Brief A –
Answer these from the tofacitinib article:
(i) How many patients took part in the trial?
(ii) What share of patients in the placebo group had died after 28 days?
(iii) What class of drugs does tofacitinib belong to?
Brief B – List every percentage figure in the tofacitinib article.

Selected text –
========================
Arthritis drug shows promise against severe COVID: study
A repurposed arthritis drug has shown positive results in a clinical trial of patients hospitalized with COVID-19, according to a paper published Wednesday in the New England Journal of Medicine.
Tofacitinib, taken orally and sold under the brand name Xeljanz among others, was tested in a trial of 289 patients hospitalized with severe COVID across 15 locations in Brazil.
Half received the drug—a 10 mg pill twice a day—and standard care like glucocorticoids that tamp down an overactive immune response, while the other half received a placebo and standard care.
After 28 days, 18.1 percent of the group receiving the tofacitinib progressed to respiratory failure or death, compared to 29 percent in the placebo group.
This represented a statistically significant relative risk reduction of 63 percent.
Respiratory failure refers to a patient requiring noninvasive ventilation through an oxygen mask, or being intubated and placed on a mechanical ventilator.
Deaths after 28 days occurred in 2.8 percent of patients in the tofacitinib group and in 5.5 percent of those in the placebo group.
Serious side effects occurred in 14.1 percent in the tofacitinib group and in 12 percent in the placebo group.
"We are encouraged by the initial findings of our randomized trial of tofacitinib in patients hospitalized with COVID-19 pneumonia," said Otavio Berwanger of Hospital Israelita Albert Einstein, which coordinated the trial in collaboration with Pfizer.
"These results provide new information which indicates that the use of tofacitinib when added to standard of care, which includes glucocorticoids, may further reduce the risk of death or respiratory failure in this patient population."
Tofacitinib belongs to a class of drugs called Janus kinase (JAK) inhibitors.
========================
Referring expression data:

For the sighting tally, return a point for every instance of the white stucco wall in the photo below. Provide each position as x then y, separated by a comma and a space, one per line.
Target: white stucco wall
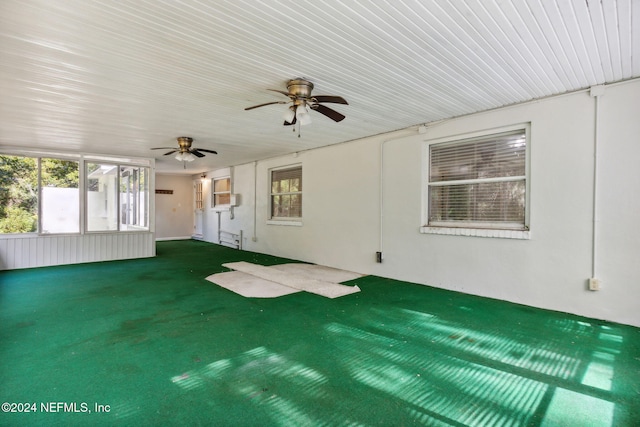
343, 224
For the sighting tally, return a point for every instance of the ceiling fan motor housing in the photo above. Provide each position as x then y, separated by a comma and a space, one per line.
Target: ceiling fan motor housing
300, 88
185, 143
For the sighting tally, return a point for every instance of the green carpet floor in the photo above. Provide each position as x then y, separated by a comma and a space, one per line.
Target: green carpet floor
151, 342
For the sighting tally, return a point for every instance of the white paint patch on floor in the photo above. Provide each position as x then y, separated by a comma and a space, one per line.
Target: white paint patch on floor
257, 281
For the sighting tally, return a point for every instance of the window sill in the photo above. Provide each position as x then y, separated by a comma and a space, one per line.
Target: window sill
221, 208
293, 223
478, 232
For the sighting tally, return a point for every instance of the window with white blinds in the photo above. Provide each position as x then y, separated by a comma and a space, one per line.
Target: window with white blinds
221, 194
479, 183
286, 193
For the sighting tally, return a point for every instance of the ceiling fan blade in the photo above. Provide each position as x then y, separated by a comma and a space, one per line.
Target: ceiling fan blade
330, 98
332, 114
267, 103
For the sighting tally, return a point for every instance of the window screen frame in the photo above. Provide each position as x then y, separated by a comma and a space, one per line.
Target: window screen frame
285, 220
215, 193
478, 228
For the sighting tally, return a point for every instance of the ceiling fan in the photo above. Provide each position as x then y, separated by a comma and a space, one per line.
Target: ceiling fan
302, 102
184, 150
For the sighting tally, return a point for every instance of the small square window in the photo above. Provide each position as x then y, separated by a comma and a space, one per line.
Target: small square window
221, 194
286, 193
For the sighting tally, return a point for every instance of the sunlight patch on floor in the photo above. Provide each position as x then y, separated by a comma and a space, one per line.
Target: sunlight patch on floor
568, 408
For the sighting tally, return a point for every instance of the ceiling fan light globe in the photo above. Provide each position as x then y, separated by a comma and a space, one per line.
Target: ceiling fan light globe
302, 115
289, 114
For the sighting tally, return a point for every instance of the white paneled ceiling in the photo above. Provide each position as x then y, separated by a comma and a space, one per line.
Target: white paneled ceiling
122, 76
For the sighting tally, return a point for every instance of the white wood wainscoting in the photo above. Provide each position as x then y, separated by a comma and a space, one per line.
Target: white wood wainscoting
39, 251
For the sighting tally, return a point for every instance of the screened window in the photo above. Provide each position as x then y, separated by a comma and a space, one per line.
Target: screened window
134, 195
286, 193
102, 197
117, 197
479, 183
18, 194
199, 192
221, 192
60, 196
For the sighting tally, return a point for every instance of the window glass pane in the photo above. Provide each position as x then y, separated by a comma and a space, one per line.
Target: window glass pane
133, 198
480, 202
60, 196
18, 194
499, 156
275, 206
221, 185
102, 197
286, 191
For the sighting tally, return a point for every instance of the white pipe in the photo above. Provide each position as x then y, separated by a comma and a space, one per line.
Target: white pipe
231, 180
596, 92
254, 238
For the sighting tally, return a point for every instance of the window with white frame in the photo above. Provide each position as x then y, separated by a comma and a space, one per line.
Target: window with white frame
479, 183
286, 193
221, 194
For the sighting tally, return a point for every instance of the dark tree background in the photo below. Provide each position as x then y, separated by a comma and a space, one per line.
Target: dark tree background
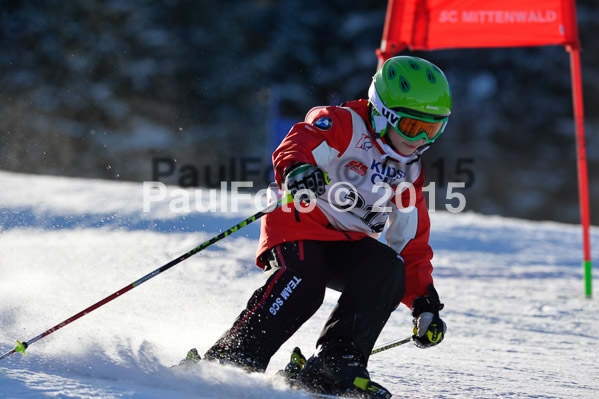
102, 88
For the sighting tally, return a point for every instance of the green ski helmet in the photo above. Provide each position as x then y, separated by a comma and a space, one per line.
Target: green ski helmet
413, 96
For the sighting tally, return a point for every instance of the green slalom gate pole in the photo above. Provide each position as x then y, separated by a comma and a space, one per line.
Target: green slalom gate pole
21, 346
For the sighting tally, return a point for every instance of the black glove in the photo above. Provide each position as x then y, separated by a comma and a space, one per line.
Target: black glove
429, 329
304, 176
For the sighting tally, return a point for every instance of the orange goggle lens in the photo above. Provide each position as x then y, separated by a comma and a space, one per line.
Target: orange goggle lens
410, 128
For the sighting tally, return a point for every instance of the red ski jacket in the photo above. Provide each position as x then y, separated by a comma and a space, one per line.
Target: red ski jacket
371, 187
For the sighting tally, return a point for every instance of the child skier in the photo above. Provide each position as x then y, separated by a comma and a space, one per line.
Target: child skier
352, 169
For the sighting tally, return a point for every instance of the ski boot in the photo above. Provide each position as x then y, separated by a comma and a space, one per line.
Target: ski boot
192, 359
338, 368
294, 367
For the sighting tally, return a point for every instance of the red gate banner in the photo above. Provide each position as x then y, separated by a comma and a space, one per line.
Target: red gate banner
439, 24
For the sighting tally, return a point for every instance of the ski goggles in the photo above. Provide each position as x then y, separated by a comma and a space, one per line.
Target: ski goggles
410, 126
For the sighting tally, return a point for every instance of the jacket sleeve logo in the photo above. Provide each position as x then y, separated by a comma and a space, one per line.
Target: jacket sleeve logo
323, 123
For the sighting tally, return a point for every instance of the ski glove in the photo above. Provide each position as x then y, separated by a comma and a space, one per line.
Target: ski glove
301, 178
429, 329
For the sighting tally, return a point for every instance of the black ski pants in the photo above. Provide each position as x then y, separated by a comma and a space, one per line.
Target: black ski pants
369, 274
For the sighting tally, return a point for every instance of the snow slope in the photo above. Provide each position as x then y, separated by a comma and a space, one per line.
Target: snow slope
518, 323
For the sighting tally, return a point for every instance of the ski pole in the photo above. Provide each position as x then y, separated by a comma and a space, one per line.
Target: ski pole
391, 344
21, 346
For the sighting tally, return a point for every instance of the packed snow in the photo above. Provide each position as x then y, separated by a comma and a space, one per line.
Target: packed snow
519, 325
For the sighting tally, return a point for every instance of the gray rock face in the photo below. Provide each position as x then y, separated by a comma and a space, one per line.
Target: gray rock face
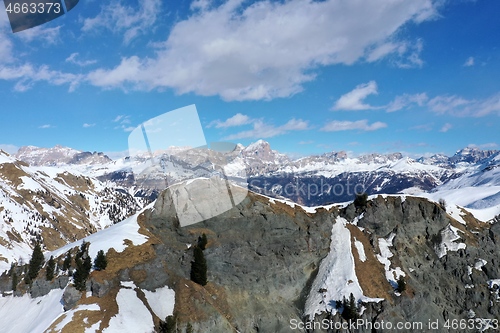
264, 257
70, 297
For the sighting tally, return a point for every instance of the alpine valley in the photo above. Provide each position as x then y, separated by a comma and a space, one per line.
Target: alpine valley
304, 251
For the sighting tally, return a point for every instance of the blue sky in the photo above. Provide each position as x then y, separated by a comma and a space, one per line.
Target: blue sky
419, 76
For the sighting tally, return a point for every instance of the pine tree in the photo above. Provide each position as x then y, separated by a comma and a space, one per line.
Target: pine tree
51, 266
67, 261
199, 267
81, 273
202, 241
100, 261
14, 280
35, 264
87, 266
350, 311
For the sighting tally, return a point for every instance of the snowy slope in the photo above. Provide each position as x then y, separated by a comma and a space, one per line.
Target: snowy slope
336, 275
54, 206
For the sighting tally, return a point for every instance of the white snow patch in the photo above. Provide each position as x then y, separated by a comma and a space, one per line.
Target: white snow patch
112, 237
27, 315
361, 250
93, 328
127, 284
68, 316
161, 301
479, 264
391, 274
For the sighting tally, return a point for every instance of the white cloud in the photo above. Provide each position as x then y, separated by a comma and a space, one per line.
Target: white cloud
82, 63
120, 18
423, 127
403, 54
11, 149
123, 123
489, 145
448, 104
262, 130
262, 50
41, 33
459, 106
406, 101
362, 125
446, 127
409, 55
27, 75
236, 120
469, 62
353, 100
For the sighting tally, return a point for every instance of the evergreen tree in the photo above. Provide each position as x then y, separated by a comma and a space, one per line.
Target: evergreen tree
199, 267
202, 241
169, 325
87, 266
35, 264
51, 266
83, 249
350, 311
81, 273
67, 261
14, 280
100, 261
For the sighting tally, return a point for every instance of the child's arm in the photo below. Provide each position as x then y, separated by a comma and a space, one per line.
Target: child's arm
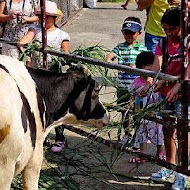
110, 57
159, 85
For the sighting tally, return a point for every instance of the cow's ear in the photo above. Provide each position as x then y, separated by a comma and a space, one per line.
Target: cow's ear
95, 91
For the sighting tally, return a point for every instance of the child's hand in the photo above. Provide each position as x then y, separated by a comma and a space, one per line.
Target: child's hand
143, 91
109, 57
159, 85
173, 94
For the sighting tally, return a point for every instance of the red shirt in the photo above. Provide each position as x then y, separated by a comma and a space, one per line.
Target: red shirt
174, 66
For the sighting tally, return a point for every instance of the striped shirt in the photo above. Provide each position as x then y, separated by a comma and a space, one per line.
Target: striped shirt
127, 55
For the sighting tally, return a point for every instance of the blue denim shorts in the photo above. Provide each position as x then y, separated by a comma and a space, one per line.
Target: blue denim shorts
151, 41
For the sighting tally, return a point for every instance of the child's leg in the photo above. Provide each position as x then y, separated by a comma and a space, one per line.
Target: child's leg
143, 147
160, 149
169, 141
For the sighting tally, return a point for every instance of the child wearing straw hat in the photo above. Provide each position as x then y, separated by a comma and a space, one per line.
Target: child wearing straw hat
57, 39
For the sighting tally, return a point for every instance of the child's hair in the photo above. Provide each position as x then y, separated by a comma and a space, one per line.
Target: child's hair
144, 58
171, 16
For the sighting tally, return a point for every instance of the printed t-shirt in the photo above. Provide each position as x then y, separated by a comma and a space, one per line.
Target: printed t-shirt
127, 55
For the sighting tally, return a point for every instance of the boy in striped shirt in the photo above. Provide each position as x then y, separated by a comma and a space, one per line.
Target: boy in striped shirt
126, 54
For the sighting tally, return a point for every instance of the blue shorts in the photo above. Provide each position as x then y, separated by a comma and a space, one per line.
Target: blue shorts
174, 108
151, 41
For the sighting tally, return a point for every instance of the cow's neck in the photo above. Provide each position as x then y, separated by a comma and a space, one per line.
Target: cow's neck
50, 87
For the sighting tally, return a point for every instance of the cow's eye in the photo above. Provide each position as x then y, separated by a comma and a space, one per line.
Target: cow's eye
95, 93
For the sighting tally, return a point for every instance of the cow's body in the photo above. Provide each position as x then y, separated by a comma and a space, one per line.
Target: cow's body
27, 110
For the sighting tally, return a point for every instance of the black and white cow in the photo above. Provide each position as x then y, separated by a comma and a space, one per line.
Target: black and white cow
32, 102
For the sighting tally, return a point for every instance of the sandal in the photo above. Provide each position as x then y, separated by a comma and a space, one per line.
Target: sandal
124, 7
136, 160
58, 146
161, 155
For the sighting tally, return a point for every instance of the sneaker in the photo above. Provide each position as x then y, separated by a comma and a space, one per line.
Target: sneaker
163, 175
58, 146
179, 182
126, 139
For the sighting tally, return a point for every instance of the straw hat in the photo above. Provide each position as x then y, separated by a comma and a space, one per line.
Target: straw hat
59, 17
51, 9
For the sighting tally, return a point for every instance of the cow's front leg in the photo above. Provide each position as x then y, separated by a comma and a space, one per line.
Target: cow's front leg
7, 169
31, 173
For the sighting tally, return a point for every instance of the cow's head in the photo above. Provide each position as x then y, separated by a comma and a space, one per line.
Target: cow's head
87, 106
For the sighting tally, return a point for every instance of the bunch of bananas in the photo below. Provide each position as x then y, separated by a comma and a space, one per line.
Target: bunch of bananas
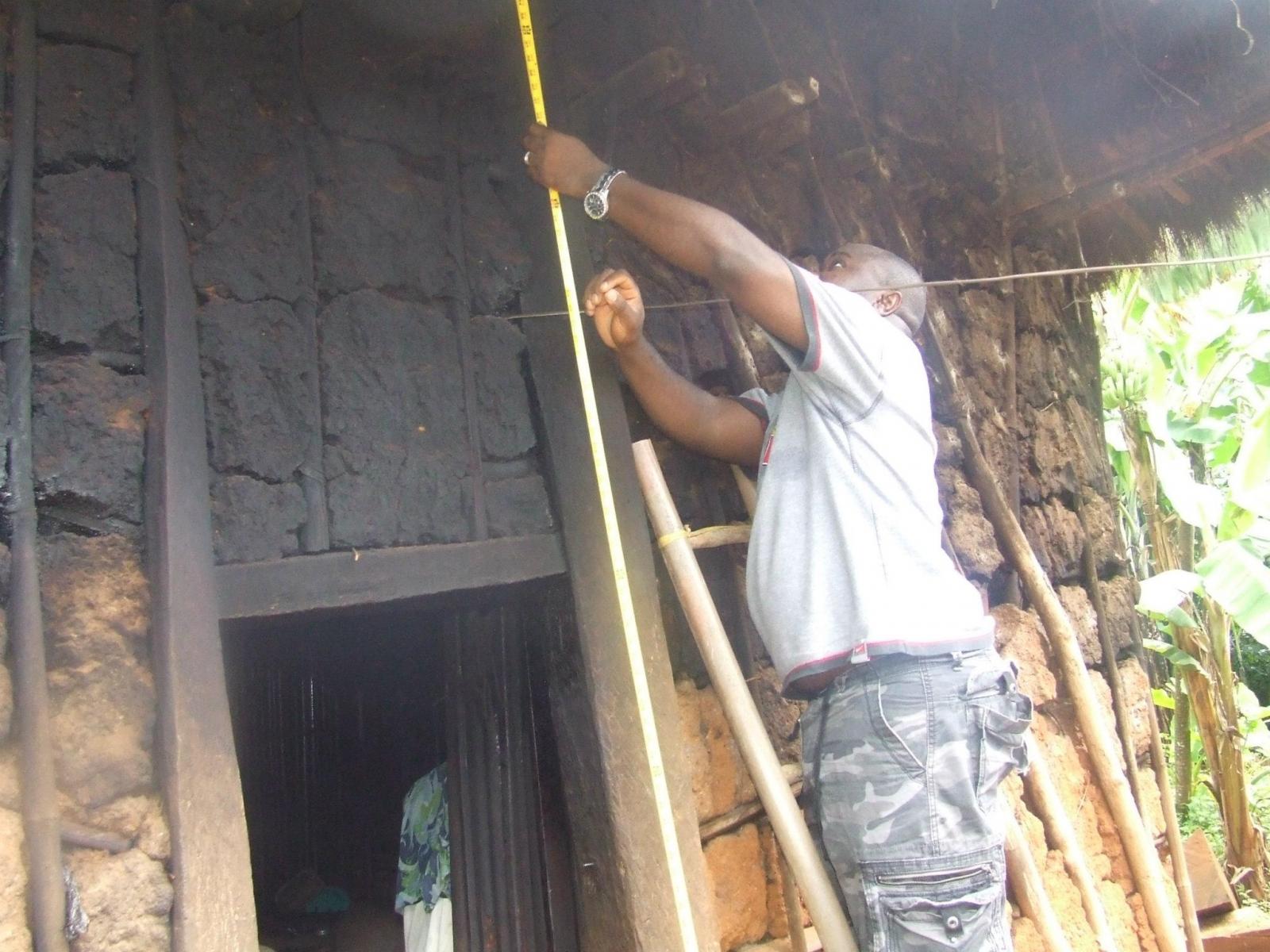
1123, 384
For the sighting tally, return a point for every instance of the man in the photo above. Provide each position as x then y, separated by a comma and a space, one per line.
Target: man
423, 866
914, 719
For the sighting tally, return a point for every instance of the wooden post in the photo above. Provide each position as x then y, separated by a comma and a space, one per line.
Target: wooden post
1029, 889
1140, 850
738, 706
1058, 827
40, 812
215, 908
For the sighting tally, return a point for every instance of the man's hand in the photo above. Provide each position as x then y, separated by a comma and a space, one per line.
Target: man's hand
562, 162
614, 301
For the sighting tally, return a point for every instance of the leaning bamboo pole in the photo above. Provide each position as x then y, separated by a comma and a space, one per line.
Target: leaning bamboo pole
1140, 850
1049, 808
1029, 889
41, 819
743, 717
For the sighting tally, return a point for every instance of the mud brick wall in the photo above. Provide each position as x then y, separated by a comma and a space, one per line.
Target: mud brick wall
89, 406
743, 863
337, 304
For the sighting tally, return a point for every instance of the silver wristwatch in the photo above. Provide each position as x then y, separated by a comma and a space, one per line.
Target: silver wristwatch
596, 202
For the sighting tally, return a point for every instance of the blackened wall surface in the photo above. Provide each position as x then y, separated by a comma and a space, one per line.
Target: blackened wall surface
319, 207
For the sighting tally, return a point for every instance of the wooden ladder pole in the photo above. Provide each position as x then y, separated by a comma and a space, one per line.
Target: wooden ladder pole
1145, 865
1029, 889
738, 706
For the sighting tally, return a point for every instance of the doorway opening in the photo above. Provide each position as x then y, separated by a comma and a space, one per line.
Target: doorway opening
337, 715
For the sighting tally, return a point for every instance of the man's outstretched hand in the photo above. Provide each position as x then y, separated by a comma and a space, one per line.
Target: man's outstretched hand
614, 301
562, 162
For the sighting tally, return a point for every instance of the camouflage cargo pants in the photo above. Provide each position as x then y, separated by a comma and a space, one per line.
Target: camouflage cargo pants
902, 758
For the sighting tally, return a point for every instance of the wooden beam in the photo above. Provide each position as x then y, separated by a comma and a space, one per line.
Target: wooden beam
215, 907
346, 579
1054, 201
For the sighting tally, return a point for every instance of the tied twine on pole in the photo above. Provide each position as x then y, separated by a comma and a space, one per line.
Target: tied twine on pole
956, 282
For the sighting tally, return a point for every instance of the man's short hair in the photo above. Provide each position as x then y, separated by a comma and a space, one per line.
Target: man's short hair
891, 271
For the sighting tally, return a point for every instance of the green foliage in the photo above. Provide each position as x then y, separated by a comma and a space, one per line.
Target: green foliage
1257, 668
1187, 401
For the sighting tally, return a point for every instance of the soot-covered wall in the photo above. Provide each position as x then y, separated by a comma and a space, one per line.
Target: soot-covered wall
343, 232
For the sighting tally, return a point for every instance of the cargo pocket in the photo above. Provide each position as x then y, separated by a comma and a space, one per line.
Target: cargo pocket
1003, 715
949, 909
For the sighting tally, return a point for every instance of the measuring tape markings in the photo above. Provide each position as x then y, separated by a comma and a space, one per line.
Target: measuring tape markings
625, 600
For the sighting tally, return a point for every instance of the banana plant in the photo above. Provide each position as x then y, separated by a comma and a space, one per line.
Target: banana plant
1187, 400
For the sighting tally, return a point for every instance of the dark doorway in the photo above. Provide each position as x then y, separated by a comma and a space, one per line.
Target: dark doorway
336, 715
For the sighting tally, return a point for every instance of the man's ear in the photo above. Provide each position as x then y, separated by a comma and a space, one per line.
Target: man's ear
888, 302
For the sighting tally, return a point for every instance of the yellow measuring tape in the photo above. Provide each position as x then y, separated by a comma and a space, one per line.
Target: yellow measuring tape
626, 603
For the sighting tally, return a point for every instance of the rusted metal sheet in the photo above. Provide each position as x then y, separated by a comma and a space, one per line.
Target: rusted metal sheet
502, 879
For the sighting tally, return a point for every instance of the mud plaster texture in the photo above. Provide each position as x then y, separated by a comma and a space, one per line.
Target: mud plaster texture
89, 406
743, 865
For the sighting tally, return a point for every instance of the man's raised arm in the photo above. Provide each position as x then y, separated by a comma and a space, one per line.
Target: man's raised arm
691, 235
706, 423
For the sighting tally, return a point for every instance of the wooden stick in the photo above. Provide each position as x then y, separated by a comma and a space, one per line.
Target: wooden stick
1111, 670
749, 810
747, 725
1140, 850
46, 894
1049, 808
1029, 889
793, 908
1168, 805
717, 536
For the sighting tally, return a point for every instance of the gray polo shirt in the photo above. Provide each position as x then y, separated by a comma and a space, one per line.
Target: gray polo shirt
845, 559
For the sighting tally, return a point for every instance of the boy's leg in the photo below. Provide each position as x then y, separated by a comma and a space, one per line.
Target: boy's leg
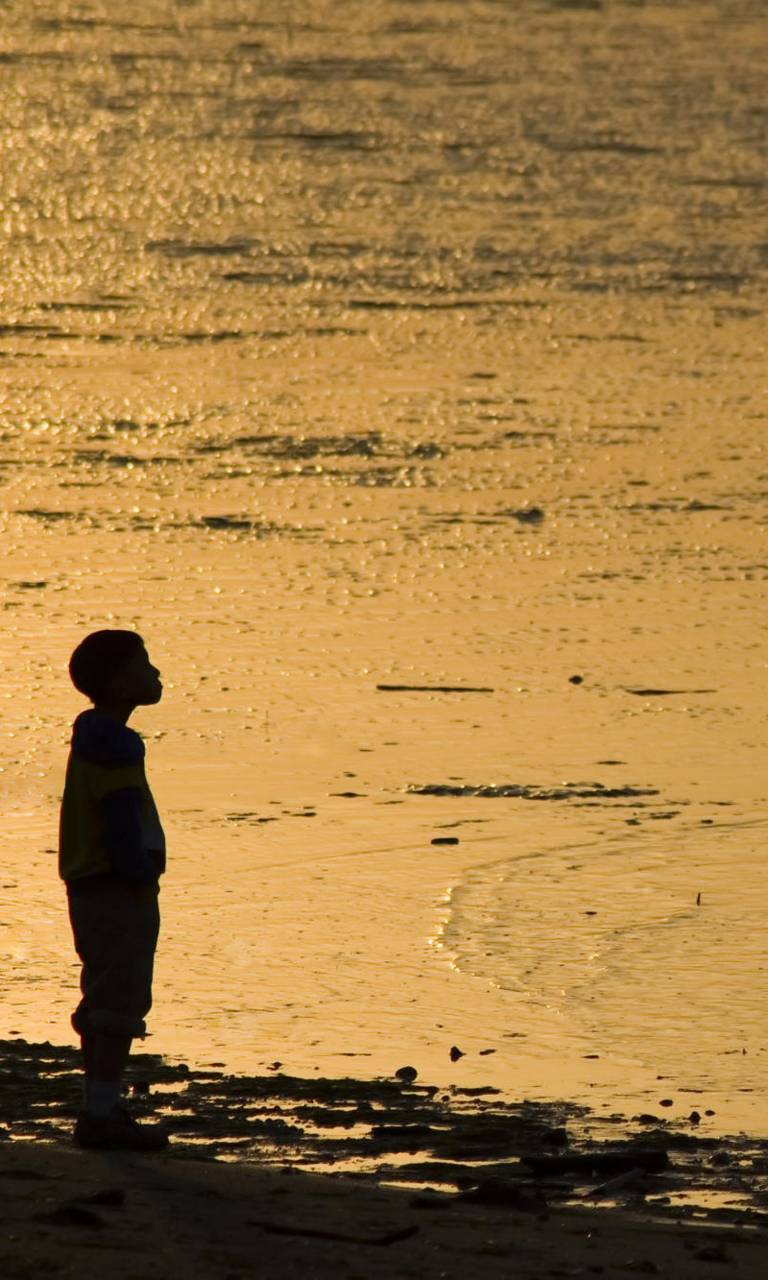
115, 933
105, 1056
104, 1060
========================
Problem solution A –
(i) 289 patients
(ii) 5.5 percent
(iii) Janus kinase (JAK) inhibitors

Problem solution B – 18.1 percent, 29 percent, 63 percent, 2.8 percent, 5.5 percent, 14.1 percent, 12 percent